● What you have to do
Repeat the whole listing below, word for word.
···
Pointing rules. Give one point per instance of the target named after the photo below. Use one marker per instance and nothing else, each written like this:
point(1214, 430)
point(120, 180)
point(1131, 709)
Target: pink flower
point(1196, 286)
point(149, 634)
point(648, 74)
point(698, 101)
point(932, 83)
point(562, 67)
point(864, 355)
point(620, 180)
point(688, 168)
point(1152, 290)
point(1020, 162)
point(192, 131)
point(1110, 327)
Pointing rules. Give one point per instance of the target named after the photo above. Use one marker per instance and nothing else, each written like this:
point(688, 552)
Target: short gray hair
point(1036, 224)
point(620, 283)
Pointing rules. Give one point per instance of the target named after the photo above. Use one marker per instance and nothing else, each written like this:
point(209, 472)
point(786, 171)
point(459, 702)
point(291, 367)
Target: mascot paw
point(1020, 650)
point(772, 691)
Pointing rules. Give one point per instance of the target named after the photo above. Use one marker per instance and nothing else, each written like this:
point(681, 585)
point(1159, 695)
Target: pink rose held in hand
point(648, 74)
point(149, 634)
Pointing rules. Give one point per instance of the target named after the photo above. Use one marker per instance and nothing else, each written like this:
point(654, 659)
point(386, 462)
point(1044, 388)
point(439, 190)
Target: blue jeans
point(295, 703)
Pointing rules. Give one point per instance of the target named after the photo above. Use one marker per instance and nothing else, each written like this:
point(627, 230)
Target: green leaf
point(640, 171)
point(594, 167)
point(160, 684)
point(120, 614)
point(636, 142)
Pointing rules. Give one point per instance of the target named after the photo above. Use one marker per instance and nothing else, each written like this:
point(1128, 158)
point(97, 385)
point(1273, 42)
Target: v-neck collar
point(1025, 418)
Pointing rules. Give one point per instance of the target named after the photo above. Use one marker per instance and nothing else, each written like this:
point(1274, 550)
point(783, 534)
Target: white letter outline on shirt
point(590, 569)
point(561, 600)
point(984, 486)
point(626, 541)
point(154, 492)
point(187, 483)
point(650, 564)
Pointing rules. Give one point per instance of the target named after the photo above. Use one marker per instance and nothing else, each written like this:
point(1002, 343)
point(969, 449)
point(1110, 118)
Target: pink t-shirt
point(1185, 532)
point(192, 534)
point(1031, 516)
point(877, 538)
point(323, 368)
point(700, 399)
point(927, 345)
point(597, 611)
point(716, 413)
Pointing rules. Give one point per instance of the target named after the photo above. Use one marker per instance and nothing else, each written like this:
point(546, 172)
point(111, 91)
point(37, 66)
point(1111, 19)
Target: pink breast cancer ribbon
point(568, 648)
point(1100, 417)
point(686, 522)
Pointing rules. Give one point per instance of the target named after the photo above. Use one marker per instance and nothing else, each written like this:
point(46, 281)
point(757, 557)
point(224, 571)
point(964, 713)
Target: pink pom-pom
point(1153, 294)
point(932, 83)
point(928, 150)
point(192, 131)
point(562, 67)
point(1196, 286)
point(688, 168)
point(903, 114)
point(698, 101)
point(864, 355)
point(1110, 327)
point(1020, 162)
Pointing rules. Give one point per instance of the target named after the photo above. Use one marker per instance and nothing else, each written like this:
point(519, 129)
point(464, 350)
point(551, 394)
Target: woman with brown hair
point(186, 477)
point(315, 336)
···
● Expected answer
Pointing rules. Give one point per instance of the target named after the photo below. Use one marker per instance and nothing else, each written like this:
point(1214, 430)
point(120, 180)
point(1131, 709)
Target: pink flower
point(1196, 286)
point(149, 634)
point(648, 74)
point(698, 101)
point(932, 83)
point(562, 67)
point(864, 355)
point(620, 180)
point(688, 168)
point(1152, 290)
point(1020, 162)
point(192, 131)
point(1110, 327)
Pointing rules. Give one point per instance of the target named after the photo above. Use one marker per instance and nothing else, each written like this:
point(688, 552)
Target: short gray hair
point(1036, 224)
point(620, 283)
Pointing rules. Give one point per instance of the target named after the photo above. Use one marker per instance and nothing else, each written like this:
point(209, 472)
point(786, 171)
point(459, 702)
point(291, 367)
Target: mascot paw
point(1020, 650)
point(772, 691)
Pointing rules. Give one point per instance of the target named after the photo above. Use one marker per instance and nothing else, each written like this:
point(681, 585)
point(1159, 695)
Target: pink rose held in hand
point(648, 74)
point(149, 634)
Pointing rules. Give one point per instance of the target named after the photo above. Use one marker per instance and nothing else, each written like this:
point(654, 659)
point(386, 462)
point(1044, 388)
point(439, 190)
Target: blue jeans
point(295, 703)
Pointing rules. Give one point per instance of the target named after the photo above. Use one marker per instance and nothing else, each written like this:
point(627, 230)
Target: green leaf
point(640, 171)
point(594, 167)
point(160, 684)
point(120, 614)
point(636, 142)
Pointing rules. Give one point per instance of the target named after the photo above. Use one marker per instance and nothing else, each written like this:
point(1128, 158)
point(97, 385)
point(1273, 42)
Target: v-neck collar
point(1025, 418)
Pointing rules. Give one point per instance of the target named after the photo above. Use one marker per instance and nothing else, each written like this:
point(1274, 550)
point(783, 534)
Target: white letter outline on shirt
point(590, 569)
point(561, 600)
point(984, 486)
point(626, 541)
point(154, 492)
point(187, 483)
point(650, 564)
Pointing rules. Give one point per instance of the target named after the photo above. Use one marker per instance and nothing else, each written like this:
point(1002, 343)
point(969, 449)
point(1110, 118)
Target: pink t-shirt
point(1185, 532)
point(192, 534)
point(1031, 516)
point(877, 538)
point(323, 368)
point(700, 399)
point(927, 345)
point(597, 611)
point(716, 413)
Pointing rules. Give one point per instance of the target named after the photo above. Use one marker per instance and nothing else, each written like this:
point(546, 172)
point(111, 91)
point(37, 66)
point(1111, 19)
Target: pink breast cancer ribbon
point(568, 648)
point(1100, 417)
point(686, 522)
Pointing rules. Give one point per instance of the target named after the photo above. Use one marker per instance and nothing else, each written like this:
point(46, 281)
point(757, 557)
point(224, 571)
point(964, 713)
Target: pink pom-pom
point(1153, 294)
point(932, 83)
point(928, 150)
point(192, 131)
point(562, 67)
point(1196, 286)
point(688, 168)
point(903, 114)
point(698, 101)
point(864, 355)
point(1110, 327)
point(1020, 162)
Pointing rules. Give one point per instance of the target named after the photo above. Use one marker per instance and nothing else, each written like this:
point(519, 129)
point(464, 350)
point(551, 394)
Target: woman with brown hair
point(186, 477)
point(315, 336)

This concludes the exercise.